:: Problem details ::
Set down all of the records exactly, leaving none out.

:: Records from a data collection ::

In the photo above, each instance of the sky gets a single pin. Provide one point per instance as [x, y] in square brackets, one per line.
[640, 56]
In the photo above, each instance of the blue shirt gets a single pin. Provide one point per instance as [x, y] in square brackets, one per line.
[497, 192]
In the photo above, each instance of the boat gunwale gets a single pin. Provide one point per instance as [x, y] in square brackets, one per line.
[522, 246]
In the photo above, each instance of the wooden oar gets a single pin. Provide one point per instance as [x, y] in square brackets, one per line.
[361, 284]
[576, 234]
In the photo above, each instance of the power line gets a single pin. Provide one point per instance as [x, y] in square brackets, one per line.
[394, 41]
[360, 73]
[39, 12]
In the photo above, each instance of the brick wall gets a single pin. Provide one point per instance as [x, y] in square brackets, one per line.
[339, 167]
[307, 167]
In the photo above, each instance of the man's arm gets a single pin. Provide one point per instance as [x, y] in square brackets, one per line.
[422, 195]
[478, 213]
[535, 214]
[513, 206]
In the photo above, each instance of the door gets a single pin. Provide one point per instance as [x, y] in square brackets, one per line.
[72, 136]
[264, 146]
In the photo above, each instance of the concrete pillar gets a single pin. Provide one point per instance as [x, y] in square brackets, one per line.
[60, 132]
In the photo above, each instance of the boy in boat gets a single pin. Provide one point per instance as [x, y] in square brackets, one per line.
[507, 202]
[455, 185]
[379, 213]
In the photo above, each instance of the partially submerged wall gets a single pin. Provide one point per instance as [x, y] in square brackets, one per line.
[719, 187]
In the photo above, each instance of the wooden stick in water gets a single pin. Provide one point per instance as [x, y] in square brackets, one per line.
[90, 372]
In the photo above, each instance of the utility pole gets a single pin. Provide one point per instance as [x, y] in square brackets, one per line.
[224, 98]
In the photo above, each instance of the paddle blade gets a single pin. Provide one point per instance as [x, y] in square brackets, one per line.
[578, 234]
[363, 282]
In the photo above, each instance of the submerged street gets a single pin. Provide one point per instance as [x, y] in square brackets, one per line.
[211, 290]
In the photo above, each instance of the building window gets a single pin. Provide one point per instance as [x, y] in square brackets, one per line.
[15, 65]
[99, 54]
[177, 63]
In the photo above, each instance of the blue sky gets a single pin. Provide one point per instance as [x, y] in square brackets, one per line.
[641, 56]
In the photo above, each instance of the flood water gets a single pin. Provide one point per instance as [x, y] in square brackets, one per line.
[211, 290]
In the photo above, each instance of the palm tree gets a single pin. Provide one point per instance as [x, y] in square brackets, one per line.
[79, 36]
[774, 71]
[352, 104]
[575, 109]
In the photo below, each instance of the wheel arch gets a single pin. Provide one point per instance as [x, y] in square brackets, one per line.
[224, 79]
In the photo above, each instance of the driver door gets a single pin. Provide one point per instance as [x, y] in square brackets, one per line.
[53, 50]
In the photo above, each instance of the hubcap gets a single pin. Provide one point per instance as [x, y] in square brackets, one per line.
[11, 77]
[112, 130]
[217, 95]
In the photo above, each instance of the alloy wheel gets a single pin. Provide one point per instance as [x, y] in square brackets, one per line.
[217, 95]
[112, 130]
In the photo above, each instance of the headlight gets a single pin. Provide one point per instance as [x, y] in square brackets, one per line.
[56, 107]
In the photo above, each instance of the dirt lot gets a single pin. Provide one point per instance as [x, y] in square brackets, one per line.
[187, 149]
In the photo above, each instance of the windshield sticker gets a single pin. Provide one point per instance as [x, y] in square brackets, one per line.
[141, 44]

:: Solution ::
In the photo above, each instance of the sky gets a single pin. Provide one point per instance as [x, y] in square brackets, one per line.
[640, 56]
In the photo above, each instance of the blue shirt gets a single pin. Provide one point per instance as [x, y] in square brackets, one per line.
[497, 192]
In the photo above, each instance of the boat gunwale gets a single pin. Provide one point per instance as [x, y] in square brackets, one per line.
[522, 246]
In the photo above, each instance of the wooden oar gets a single pin. Provide one point per instance as [x, y] in square brackets, one per line.
[361, 284]
[576, 234]
In the photo above, each instance of the power line gets a single pin. Provide one point per instance as [x, y] in square brackets, one per line.
[394, 41]
[360, 73]
[39, 12]
In the photo above, each instance of the brick wall gets a single pin. Provide one point per instance as [x, y] in square brackets, one per line.
[339, 167]
[307, 167]
In the photo above, each instance of the man's arm gets a single pin. Provide one point per instance as [x, y] in square brackets, one per line.
[422, 195]
[478, 213]
[535, 214]
[513, 206]
In the photo above, each instance of the door gets a single pin. Provide one point per instance as [x, y] in square brackets, one per line.
[72, 136]
[264, 146]
In the photo above, each instance of the concrete pillar gets a single pin. Provide one point per instance as [x, y] in square brackets, one per line.
[60, 132]
In the photo above, each instance of the boy in boat gets a single pin. Provide one point per instance as [x, y] in square brackets, one per line.
[507, 202]
[455, 185]
[379, 213]
In the photo above, each instance of the partially submerged wall gets a single pin. Provide one point per instance as [x, y] in square brackets, one per line.
[719, 187]
In the photo above, each instance of the wooden stick in water gets a single pin. Provide one point per instance as [x, y] in square brackets, one per line.
[90, 372]
In the photo above, each instance of the utility pole gets a single pin. Provide one point per instance as [x, y] in square brackets, one per line.
[224, 98]
In the photo above, each instance of the paddle blade gets a single pin. Provide one point per instance as [x, y] in square brackets, one per line.
[578, 234]
[363, 282]
In the photo above, each instance of the submerged street gets a single pin. Provide one point per instance as [x, y] in square brackets, one per line.
[211, 290]
In the photo above, each instance of the building window gets a single pin. Provide one point per instance as [x, y] in square brackets, one per line.
[15, 65]
[99, 54]
[177, 63]
In the photo above, each instance of the blue sky gets a single pin. Provide one point per instance as [x, y] in square brackets, one per line.
[641, 56]
In the photo above, each instance of the flood water gets a single pin. Provide one point per instance as [x, y] in square brackets, one per line.
[211, 290]
In the photo above, each instance of the palm tree gets a single pin. Provide one point per instance as [x, y] in square brackets, one per line.
[79, 36]
[774, 71]
[352, 104]
[575, 109]
In the photo below, each instance of the wheel arch gets a single pin. Provide one point per instance as [x, y] in square brackets, one per line.
[224, 79]
In the photo above, each instance of the driver door gets a single pin. Provide one point per instance as [x, y] in square brackets, one per line.
[53, 50]
In the photo above, each instance of the hubcap gets a single pin. Provide one point per instance as [x, y] in square brackets, one per line.
[11, 77]
[112, 130]
[217, 95]
In the photo above, each instance of the alloy wheel gets a single pin. Provide one point per instance as [x, y] in square brackets, one per line.
[217, 95]
[112, 130]
In the photo above, each instance of the headlight gets a single pin. Provide one point per instance as [x, y] in square brackets, one per line.
[56, 107]
In the photo above, each instance of the dirt lot gets a single pin. Provide one point per instance as [x, y] in square brackets, one per line.
[187, 149]
In the photo above, each instance of the windshield sticker gets a single pin. Provide one point per instance as [x, y] in square brackets, one per line.
[141, 44]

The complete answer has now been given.